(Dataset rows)

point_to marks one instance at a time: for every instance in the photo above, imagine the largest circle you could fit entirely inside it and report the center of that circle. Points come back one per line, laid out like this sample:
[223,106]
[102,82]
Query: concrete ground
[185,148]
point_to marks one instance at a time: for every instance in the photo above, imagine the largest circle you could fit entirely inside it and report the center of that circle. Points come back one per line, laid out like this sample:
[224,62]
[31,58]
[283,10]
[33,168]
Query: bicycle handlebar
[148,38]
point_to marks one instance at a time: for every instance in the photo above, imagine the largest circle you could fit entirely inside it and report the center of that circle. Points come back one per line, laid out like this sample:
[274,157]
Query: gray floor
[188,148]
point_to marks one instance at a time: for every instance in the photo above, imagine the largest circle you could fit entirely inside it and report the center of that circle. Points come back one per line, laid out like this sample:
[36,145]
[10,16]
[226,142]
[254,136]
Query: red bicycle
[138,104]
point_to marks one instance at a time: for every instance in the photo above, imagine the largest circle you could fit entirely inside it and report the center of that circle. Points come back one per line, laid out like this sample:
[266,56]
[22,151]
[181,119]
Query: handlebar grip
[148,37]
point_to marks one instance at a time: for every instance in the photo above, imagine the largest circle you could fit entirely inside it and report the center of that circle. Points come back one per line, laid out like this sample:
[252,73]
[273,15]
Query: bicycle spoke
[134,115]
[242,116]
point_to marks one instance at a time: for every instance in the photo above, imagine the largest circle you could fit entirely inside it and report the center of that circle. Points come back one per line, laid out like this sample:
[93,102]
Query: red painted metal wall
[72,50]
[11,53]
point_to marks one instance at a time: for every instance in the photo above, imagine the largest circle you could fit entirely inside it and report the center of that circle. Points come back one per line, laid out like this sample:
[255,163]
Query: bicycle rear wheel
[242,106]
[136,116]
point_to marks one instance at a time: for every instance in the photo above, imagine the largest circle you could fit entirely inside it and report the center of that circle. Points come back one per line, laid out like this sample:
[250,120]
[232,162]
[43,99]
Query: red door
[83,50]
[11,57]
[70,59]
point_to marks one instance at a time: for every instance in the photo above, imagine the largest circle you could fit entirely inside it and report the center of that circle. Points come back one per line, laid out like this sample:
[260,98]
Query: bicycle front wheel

• _AIM_:
Output the lines above verbatim and in full.

• _RESULT OF THIS TASK_:
point_to marks one instance at a time: for every instance in the photo above, imagine the largest circle you could fit entirely inside it and report the center of that circle. Points come back one per line, laid out like this sample:
[223,106]
[102,82]
Query: concrete ground
[185,148]
point_to marks one instance at a time: for every instance in the photo above, imagine the largest circle you could fit entirely inside it and report the center of that circle. Points come back one per line, laid out like this sample:
[224,62]
[31,58]
[283,10]
[33,168]
Query: bicycle handlebar
[148,38]
point_to marks one instance at a time: for every instance in the photo above, imagine the largest circle you could fit entirely inside it and report the center of that circle. Points come back one per line, laid out like this sample:
[274,157]
Query: gray floor
[188,148]
point_to marks one instance at a time: for every instance in the photo above, imagine the largest circle you could fit entirely inside it and report the center of that circle. Points come back one per line, laid out like this sample:
[36,145]
[10,16]
[226,142]
[254,136]
Query: red bicycle
[138,104]
point_to marks one instance at a time: for every instance in the photo above, imagine the largest circle you could fit entirely inside it and report the center of that circle. Points come back one per line, laid out like this sample:
[266,56]
[22,151]
[181,119]
Query: handlebar grip
[148,37]
point_to marks one instance at a time: for every instance in the photo above, imagine the largest circle you could fit entirely inside it and report the center of that circle. Points come back one per line, laid out like this sample:
[252,73]
[273,15]
Query: bicycle spoke
[134,115]
[242,116]
point_to marks one instance at a time: for every instance in the photo above, imagine the largest circle you could fit entirely inside it and report the center of that circle. Points come back one per line, laid out like this sample:
[93,102]
Query: red painted metal wall
[72,50]
[11,53]
point_to marks one instance at a time: for every instance in the photo above, imagine the largest circle you could fit entirely inside it and report the center of that circle. Points come back one per line, laid out like this sample:
[255,163]
Query: bicycle rear wheel
[242,106]
[136,116]
point_to marks one instance at a time: for every instance in the photo above, imagine the largest circle you could fit entirely inside it and report the center of that circle. Points come back one per line, laid out like this sample:
[250,120]
[232,162]
[43,99]
Query: red door
[83,50]
[11,57]
[70,59]
point_to marks one instance at a time: for every instance in the photo above, imagine the largest circle you could fit entirely inside it and report the center of that circle. Points come back one per line, laid out like this sample:
[260,98]
Query: bicycle front wheel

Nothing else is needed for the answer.